DATA FOR THE TASK:
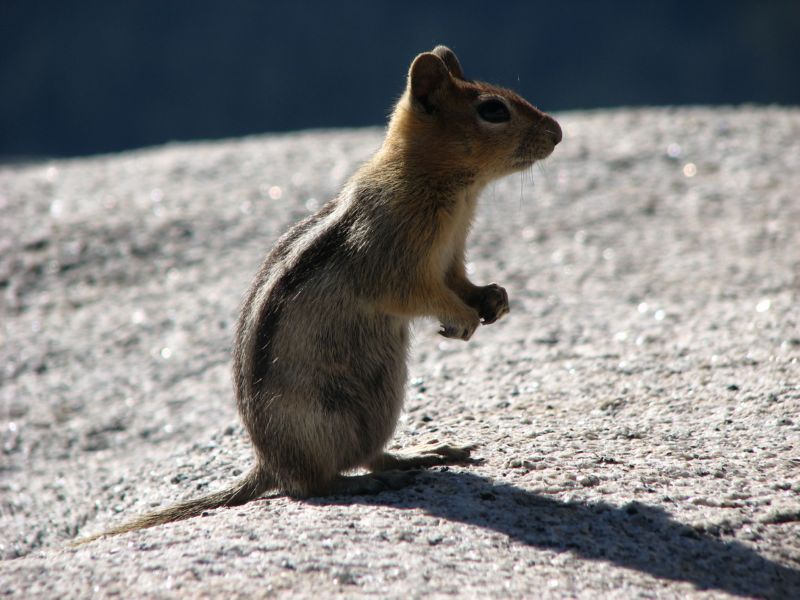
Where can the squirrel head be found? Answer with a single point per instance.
(450, 123)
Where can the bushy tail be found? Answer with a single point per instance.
(255, 483)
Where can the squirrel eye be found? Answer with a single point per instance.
(493, 111)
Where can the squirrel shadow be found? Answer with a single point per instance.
(635, 536)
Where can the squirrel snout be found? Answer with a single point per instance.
(552, 127)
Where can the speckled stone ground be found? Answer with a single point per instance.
(638, 411)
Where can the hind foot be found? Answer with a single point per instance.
(424, 456)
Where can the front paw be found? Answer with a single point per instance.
(492, 303)
(461, 330)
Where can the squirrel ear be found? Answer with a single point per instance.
(427, 75)
(450, 60)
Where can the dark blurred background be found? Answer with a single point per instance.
(80, 77)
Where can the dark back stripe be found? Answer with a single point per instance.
(325, 250)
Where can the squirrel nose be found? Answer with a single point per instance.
(554, 129)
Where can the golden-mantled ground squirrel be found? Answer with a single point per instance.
(321, 343)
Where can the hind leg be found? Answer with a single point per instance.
(422, 457)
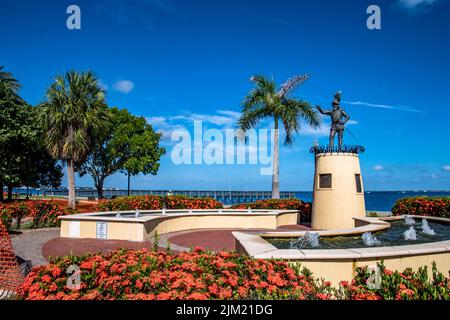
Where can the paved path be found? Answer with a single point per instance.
(28, 244)
(40, 245)
(212, 239)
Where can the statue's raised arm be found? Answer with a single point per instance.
(323, 111)
(345, 117)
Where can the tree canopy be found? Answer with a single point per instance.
(126, 144)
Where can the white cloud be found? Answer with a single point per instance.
(103, 85)
(223, 118)
(124, 86)
(412, 4)
(383, 106)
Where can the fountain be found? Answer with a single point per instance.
(409, 221)
(369, 239)
(137, 214)
(426, 228)
(308, 240)
(410, 234)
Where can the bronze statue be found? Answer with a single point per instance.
(338, 120)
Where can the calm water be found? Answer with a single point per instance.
(383, 200)
(390, 237)
(376, 200)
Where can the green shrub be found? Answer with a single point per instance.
(406, 285)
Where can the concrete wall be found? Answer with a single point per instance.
(335, 207)
(141, 231)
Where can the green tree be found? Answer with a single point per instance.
(128, 144)
(263, 101)
(14, 132)
(73, 113)
(23, 158)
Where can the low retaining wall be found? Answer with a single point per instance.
(340, 264)
(105, 225)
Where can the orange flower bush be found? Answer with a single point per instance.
(152, 202)
(10, 276)
(198, 275)
(280, 204)
(423, 206)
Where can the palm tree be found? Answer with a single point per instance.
(73, 112)
(266, 101)
(8, 79)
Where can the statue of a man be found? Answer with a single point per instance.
(338, 120)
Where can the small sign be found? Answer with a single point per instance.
(102, 230)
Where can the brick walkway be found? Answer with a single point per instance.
(41, 244)
(214, 240)
(28, 244)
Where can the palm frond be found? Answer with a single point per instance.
(291, 84)
(291, 113)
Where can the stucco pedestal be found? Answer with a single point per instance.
(338, 195)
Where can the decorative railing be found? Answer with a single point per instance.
(335, 149)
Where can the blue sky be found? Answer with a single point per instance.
(174, 61)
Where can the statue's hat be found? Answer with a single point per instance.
(337, 98)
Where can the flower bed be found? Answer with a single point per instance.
(426, 206)
(200, 275)
(152, 202)
(280, 204)
(407, 285)
(43, 213)
(150, 275)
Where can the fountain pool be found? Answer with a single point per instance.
(393, 236)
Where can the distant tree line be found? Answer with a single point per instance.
(73, 126)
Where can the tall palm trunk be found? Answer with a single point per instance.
(99, 186)
(71, 182)
(276, 170)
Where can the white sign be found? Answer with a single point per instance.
(102, 230)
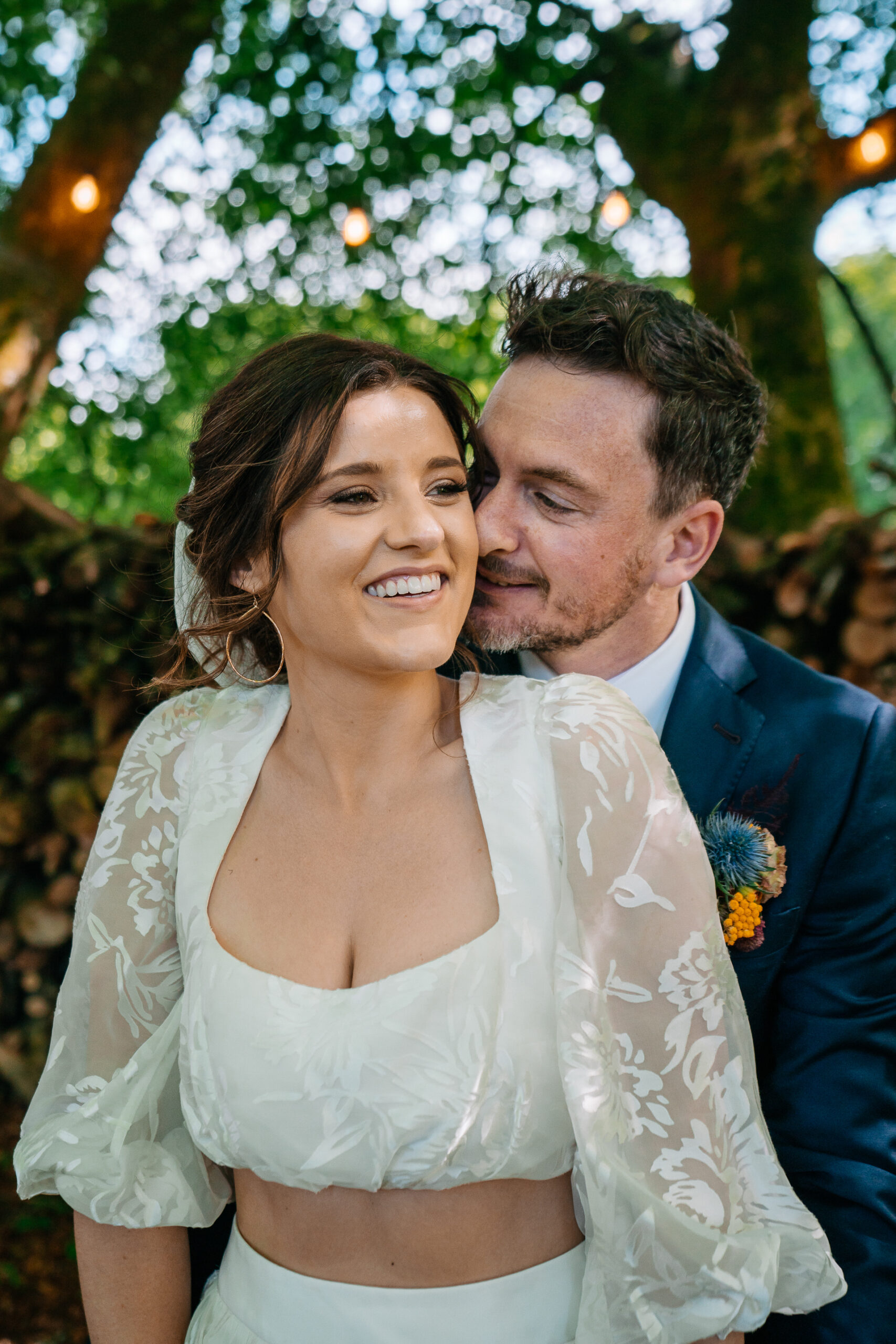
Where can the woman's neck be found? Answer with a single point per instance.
(347, 729)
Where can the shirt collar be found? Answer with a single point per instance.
(650, 683)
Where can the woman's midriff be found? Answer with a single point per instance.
(409, 1238)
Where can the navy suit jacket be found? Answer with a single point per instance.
(815, 760)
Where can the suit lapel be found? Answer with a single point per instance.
(711, 731)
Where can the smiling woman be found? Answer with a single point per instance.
(352, 429)
(394, 964)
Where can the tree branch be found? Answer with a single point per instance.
(129, 78)
(851, 163)
(868, 337)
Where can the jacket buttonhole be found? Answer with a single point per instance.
(727, 734)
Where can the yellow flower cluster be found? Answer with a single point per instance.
(743, 917)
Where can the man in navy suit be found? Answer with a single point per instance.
(618, 436)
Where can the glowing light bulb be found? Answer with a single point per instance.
(873, 148)
(617, 210)
(356, 229)
(85, 194)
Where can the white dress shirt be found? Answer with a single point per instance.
(650, 683)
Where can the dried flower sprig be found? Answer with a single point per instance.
(750, 870)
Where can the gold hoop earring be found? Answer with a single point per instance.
(282, 654)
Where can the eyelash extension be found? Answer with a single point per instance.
(364, 495)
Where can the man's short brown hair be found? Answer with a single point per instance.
(711, 409)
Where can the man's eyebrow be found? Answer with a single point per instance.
(376, 468)
(561, 476)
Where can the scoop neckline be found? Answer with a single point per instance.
(433, 964)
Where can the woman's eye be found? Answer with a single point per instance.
(448, 488)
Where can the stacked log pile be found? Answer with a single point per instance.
(83, 617)
(827, 596)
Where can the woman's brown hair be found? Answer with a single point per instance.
(262, 445)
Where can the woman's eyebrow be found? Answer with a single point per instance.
(354, 469)
(376, 468)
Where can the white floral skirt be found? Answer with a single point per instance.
(254, 1301)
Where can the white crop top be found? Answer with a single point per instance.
(434, 1077)
(598, 1022)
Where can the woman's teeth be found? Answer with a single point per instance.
(405, 585)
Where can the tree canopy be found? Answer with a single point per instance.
(476, 139)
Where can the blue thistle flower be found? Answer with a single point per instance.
(735, 850)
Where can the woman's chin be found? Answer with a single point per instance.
(413, 656)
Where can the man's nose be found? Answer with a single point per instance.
(495, 521)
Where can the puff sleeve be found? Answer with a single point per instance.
(693, 1227)
(105, 1128)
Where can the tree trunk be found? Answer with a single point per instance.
(738, 155)
(131, 77)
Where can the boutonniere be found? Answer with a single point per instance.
(750, 872)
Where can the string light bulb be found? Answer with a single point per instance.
(85, 194)
(617, 212)
(356, 229)
(873, 148)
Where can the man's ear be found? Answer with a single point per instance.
(690, 541)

THE PROBLEM:
Transcribe the material as is, with images omitted.

RESPONSE TO THE EXERCISE:
Where can the squirrel head be found? Answer with a single point per instance.
(450, 123)
Where can the bushy tail be found? Answer with a single point per instance.
(255, 483)
Where can the squirrel eye be found? Answer with a single point per instance.
(493, 111)
Where can the squirrel shadow be found? Answer with a single point per instance.
(635, 536)
Where can the squirrel snout be found? Answer with a single point per instance.
(552, 127)
Where can the speckled stone ground be found? Answer with a single point per instance.
(638, 411)
Where can the hind foot be found? Answer with a single point per instance.
(424, 456)
Where can the front paw be found? Answer with a single point per instance.
(492, 303)
(461, 330)
Where can the squirrel ear be found? Answer with a single point per instance.
(427, 75)
(450, 60)
Where can the dark blurred background be found? Answer with a single point per instance.
(80, 77)
Where can the dark back stripe be found? Answer with a single point per instance.
(325, 250)
Where can the squirrel nose be found? Answer with a single point per instance.
(554, 129)
Where can the golden-mantled ground squirrel be found? Answer with a single point per instance.
(321, 343)
Where can the hind leg be found? Answer with a single point per instance.
(422, 457)
Where can the paved path be found? Answer with a single point per instance.
(28, 244)
(40, 245)
(212, 239)
Where can the statue's raised arm be found? Answer with a single point per instance.
(323, 111)
(345, 117)
Where can the tree canopy be found? Answer with a single point per instance.
(126, 144)
Where can the white cloud be found? Answer with a single point per instance.
(103, 85)
(223, 118)
(124, 86)
(412, 4)
(383, 106)
Where can the fountain be found? Answer with a single point per instance.
(409, 221)
(369, 239)
(137, 214)
(426, 228)
(308, 240)
(410, 234)
Where can the bronze statue be found? Answer with a single point per instance.
(338, 120)
Where can the calm water be found? Answer with a single point per instance.
(383, 200)
(390, 237)
(376, 200)
Where can the green shrub be found? Answer with a single point per instance.
(406, 285)
Where can the concrete wall be found? Answer with a single point per instance.
(335, 207)
(141, 231)
Where can the green tree be found? Answer with a single point per instance.
(128, 144)
(263, 101)
(14, 132)
(73, 113)
(23, 158)
Where can the low retaining wall be found? Answer with a single point per instance.
(340, 264)
(105, 225)
Where can the orange flower bush be found? Answer with a single point per instance.
(152, 202)
(10, 276)
(198, 275)
(280, 204)
(423, 206)
Where can the palm tree be found? Answer with a single point per instance.
(73, 112)
(266, 101)
(8, 79)
Where can the statue of a man be found? Answer with a single point per instance.
(338, 120)
Where can the small sign be found? Answer with a single point per instance.
(102, 230)
Where can the brick walkway be found? Answer with a single point per instance.
(41, 244)
(214, 240)
(28, 244)
Where can the palm frond be found? Answer with a single point per instance.
(291, 84)
(291, 113)
Where can the stucco pedestal be found? Answer with a single point per instance.
(338, 195)
Where can the decorative railing be found? Answer with a single point per instance.
(335, 149)
Where can the blue sky be found? Answer with a single point per instance.
(174, 61)
Where can the statue's hat be found? Answer with a single point per instance.
(337, 98)
Where can the flower bed be found? Answer with a single point per instance.
(426, 206)
(200, 275)
(152, 202)
(280, 204)
(407, 285)
(43, 213)
(150, 275)
Where can the fountain pool be found? Answer with a single point per instance.
(393, 236)
Where can the distant tree line be found? Answer with a single point per instance.
(73, 126)
Where can the tall palm trunk be found? Answer with a single point per instance.
(99, 186)
(71, 182)
(276, 170)
Where can the white sign be found? Answer with a single point per instance.
(102, 230)
Where can the woman's neck be found? Answer with a single point per instance.
(347, 729)
Where can the shirt collar be found? Answer with a single point per instance.
(650, 683)
Where can the woman's midriff be found? Answer with a single point per instance.
(409, 1238)
Where can the navy suit jacket be found? Answer with a single point per instance.
(815, 760)
Where can the suit lapel be found? Answer with a single point per instance.
(711, 731)
Where can the smiling woman be found? Answer with a single point per instance.
(352, 429)
(394, 964)
Where can the tree branch be found? Answer with a single point per instance.
(129, 78)
(851, 163)
(868, 337)
Where can the jacket buttonhole be found? Answer with a single point per instance.
(727, 734)
Where can the yellow flower cluster be found? Answer with a single point per instance.
(743, 917)
Where can the man in navy suit be found? Answer with a single point per instance.
(618, 436)
Where can the glowing light bulb be found? Answer with a single point per instance.
(873, 148)
(617, 210)
(356, 229)
(85, 194)
Where can the white dress shirt be found? Answer with a single point per instance.
(650, 683)
Where can the dried flower sprig be found? Answer with a single point per instance.
(750, 870)
Where can the gold hoop earring be found? Answer with a single point per instance.
(282, 654)
Where can the eyelash extension be found? Answer with a single point per instance.
(364, 495)
Where can the man's short brown hair be found? Answer with a single point per instance.
(711, 409)
Where can the man's eyebrow be found? Answer with a single point per instance.
(376, 468)
(561, 476)
Where can the scoop neckline be found? Answer with a single point per instance.
(433, 964)
Where can the woman's eye be found? Answer with a single point per instance.
(448, 488)
Where can the stacked log pile be found? Answer with a single point per instance.
(83, 617)
(827, 596)
Where can the woman's brown hair be found? Answer with a single point per instance.
(262, 445)
Where can the woman's eyebrow be found? Answer with a single point per instance.
(354, 469)
(376, 468)
Where can the white floral skirt be found? Answer with a single point per instance.
(254, 1301)
Where can the white crop top be found? Answer with a single point per instance.
(434, 1077)
(598, 1022)
Where can the woman's teeth be found? Answer with a single point per instance.
(405, 585)
Where can the tree canopy be found? Answer with a single point per instance.
(476, 139)
Where can the blue thistle flower be found? Answer with a single point per instance.
(735, 850)
Where can the woman's chin be found? Answer with a single point per instance.
(413, 656)
Where can the man's nose be found? Answer with a single point per instance.
(495, 521)
Where can the puff sleeve be found? Answer with a single point per instance.
(693, 1227)
(105, 1128)
Where can the tree trunk be found? Answer with a single point per instance.
(738, 155)
(131, 77)
Where can the boutonniere be found? Answer with a single point per instance.
(750, 872)
Where can the string light bulb be found? Answer with a single point per instance.
(85, 194)
(617, 212)
(356, 229)
(873, 148)
Where can the man's ear be found? Answer with a single point per instance.
(690, 541)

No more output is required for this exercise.